Work required
Out of the entries that follow, copy each line containing "broom".

[Data items]
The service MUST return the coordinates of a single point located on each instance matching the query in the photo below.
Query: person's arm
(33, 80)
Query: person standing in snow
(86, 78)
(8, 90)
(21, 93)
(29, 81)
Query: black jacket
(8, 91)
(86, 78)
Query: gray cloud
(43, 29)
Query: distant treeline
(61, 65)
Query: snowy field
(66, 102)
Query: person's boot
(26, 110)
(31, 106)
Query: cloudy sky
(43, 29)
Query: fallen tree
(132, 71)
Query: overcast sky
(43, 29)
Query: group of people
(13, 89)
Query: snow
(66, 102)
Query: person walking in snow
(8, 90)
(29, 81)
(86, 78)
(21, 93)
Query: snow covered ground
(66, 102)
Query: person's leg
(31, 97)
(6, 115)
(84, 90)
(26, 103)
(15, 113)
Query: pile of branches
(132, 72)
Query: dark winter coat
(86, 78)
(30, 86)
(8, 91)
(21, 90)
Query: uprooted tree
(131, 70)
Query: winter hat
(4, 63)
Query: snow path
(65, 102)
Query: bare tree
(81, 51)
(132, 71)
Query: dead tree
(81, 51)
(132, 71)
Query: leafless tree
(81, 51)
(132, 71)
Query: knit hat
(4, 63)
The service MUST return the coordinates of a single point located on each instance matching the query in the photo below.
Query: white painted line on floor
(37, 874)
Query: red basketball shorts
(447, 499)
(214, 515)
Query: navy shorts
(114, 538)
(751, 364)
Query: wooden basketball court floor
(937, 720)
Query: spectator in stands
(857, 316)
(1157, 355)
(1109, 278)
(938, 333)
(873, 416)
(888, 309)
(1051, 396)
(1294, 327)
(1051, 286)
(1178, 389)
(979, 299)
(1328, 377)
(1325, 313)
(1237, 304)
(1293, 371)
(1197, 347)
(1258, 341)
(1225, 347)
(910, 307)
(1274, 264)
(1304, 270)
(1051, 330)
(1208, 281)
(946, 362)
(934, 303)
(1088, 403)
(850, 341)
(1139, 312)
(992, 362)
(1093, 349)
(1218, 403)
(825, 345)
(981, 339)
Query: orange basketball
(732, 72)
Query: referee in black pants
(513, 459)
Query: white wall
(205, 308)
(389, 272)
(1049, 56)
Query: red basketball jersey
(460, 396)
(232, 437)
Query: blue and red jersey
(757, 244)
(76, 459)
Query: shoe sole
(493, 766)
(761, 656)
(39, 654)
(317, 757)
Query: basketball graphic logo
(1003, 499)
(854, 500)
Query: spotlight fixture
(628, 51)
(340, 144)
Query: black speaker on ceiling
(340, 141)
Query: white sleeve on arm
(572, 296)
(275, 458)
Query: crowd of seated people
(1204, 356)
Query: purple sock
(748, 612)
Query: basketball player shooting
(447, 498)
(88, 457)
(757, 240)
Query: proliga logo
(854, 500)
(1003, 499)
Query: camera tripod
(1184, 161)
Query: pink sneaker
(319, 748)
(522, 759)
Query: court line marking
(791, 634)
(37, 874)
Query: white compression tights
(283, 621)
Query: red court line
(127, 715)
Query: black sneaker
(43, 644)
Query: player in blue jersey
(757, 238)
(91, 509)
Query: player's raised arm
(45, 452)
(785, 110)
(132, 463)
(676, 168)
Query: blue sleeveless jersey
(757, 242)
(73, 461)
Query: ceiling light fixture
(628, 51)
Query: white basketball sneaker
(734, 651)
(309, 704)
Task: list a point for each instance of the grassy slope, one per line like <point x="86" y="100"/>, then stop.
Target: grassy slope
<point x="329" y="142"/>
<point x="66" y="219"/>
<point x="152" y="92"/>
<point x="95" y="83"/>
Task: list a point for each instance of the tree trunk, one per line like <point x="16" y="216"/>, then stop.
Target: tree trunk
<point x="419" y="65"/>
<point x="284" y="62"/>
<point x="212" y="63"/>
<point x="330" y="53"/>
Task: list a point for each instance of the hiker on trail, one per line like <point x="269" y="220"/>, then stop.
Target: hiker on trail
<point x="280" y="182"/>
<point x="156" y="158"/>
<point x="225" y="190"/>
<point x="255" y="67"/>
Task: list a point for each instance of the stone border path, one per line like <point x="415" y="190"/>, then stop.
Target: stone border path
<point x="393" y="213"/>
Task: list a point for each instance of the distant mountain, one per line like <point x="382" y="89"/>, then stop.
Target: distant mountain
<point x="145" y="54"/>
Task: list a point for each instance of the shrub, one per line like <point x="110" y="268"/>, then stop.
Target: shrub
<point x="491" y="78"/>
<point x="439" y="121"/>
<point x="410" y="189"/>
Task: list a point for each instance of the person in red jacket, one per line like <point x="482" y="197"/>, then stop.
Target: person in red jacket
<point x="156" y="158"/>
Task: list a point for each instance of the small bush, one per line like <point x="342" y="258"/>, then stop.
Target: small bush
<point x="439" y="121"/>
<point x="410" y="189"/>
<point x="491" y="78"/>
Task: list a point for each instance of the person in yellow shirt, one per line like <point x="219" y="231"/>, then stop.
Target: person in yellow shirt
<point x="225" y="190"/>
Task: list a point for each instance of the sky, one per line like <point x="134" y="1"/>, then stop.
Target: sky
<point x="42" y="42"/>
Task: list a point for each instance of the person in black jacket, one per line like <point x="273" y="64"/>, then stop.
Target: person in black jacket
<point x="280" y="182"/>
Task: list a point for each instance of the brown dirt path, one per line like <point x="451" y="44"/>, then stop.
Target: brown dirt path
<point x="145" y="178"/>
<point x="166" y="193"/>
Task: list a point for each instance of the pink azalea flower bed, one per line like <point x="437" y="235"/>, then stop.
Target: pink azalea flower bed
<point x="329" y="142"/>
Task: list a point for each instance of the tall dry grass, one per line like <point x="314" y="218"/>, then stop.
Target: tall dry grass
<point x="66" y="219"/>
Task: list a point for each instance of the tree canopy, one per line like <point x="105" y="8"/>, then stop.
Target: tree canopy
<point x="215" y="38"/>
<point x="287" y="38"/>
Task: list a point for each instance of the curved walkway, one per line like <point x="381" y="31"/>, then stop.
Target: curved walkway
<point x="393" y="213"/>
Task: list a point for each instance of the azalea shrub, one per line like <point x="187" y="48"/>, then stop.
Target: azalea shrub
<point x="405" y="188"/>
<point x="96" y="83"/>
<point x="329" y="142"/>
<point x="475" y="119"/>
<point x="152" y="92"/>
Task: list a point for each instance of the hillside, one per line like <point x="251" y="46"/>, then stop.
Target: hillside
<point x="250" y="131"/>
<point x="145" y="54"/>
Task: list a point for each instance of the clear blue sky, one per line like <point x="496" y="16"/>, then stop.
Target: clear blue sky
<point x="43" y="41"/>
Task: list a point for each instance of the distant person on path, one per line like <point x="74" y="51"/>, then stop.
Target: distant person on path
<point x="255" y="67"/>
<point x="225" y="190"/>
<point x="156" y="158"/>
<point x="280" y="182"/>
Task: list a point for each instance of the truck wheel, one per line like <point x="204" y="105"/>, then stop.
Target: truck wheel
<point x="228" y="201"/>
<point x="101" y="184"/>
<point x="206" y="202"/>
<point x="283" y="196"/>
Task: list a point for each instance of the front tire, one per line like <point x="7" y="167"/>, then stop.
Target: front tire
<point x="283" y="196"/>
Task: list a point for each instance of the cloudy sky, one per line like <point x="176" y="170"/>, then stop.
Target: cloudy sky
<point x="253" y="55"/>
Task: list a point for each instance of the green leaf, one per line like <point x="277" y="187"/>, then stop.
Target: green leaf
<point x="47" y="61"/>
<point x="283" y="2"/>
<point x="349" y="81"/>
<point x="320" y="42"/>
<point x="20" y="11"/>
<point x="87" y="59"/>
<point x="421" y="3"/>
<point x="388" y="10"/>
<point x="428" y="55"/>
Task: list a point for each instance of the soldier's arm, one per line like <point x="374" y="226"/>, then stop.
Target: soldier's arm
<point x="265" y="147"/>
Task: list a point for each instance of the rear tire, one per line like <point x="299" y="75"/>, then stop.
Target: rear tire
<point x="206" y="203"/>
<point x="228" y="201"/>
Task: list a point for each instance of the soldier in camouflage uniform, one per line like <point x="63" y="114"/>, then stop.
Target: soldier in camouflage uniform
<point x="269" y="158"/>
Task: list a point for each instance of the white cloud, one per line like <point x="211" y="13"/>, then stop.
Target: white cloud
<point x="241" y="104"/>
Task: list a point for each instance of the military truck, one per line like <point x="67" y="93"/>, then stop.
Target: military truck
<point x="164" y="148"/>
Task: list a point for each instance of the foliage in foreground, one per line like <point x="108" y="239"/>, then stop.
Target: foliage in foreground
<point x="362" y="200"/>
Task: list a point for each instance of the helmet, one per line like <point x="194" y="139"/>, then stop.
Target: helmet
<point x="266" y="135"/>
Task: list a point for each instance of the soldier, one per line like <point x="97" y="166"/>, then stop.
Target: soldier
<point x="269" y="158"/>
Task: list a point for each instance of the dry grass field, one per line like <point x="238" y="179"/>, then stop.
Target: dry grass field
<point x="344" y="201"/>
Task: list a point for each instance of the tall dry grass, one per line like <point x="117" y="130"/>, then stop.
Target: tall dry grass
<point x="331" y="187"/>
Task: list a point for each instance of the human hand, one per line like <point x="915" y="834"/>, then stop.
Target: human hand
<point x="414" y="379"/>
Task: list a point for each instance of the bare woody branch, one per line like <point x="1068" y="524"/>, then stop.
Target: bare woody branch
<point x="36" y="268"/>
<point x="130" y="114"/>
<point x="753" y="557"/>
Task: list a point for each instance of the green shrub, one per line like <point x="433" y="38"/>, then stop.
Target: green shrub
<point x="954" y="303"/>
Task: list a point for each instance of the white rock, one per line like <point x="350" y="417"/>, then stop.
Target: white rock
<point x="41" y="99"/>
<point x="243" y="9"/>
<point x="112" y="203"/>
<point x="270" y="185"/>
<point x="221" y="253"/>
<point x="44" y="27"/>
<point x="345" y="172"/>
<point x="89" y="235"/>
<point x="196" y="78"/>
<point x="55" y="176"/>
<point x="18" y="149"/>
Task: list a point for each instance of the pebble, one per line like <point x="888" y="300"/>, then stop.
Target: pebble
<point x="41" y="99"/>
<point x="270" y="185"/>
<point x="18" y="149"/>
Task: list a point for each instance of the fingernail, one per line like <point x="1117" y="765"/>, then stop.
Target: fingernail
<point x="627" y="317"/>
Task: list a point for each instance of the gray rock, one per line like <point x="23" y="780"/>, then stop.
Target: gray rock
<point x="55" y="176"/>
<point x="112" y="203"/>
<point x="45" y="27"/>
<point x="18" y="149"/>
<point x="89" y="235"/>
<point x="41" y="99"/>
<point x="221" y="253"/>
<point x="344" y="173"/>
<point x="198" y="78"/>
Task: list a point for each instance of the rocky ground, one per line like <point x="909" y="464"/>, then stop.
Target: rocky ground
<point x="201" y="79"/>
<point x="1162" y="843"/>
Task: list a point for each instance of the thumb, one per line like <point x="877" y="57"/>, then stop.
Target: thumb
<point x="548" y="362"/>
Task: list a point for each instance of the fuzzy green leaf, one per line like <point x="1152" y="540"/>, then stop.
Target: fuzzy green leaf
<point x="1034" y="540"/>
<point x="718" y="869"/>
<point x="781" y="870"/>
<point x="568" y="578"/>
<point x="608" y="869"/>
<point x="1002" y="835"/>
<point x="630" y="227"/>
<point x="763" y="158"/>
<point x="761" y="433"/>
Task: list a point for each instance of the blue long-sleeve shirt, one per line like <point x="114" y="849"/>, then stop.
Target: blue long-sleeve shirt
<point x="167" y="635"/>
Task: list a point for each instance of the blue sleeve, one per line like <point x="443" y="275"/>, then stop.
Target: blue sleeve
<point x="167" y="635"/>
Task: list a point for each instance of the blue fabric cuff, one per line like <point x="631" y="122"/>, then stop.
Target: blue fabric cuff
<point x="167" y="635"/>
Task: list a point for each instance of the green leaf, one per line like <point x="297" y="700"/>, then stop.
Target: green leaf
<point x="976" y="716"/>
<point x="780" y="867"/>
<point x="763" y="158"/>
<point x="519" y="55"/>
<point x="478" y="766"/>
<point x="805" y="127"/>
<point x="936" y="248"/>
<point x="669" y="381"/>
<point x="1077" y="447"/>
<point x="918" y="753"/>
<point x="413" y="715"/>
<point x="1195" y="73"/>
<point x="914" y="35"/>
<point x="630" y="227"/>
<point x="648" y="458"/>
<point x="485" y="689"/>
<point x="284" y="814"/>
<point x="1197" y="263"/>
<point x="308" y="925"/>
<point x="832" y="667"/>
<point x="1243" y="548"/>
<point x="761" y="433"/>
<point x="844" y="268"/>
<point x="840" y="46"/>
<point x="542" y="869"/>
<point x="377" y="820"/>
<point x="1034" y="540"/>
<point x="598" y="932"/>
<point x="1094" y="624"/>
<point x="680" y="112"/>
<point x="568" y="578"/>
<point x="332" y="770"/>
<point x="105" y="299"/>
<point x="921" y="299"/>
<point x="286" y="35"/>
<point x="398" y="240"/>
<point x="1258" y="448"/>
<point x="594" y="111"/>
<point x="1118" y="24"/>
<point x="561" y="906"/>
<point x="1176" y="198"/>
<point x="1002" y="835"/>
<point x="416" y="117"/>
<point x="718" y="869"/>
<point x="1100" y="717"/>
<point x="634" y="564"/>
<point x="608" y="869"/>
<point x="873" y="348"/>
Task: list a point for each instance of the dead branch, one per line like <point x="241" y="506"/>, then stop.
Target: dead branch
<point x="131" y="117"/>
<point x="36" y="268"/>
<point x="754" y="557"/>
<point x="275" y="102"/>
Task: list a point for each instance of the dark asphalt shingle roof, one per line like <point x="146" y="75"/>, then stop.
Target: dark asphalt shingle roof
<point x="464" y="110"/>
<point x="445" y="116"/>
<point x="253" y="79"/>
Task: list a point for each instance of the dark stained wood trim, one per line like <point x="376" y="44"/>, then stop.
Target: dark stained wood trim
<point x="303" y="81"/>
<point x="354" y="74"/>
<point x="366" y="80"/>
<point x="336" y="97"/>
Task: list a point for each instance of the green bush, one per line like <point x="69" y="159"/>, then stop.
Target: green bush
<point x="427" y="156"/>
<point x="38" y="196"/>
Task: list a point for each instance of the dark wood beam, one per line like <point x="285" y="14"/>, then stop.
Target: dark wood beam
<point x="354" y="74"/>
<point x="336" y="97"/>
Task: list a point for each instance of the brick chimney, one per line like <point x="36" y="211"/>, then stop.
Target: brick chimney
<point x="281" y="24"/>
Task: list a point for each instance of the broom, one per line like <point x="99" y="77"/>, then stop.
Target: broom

Exercise answer
Task: list a point for each instance of the broom, one per line like <point x="99" y="77"/>, then stop.
Target: broom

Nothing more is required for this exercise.